**Data listing**
— Begin —

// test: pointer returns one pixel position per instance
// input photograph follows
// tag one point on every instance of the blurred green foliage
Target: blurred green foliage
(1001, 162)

— End —

**Goal**
Arrange the entries above as a Markdown table with two columns, Row and Entry Line, numbering each line in order and leaving out any blank lines.

**Task response**
| Row | Entry Line |
|---|---|
| 1 | // test: pointer returns one pixel position per instance |
| 2 | // input photograph follows |
| 3 | // tag one point on every instance of the blurred green foliage |
| 4 | Target: blurred green foliage |
| 5 | (1001, 162) |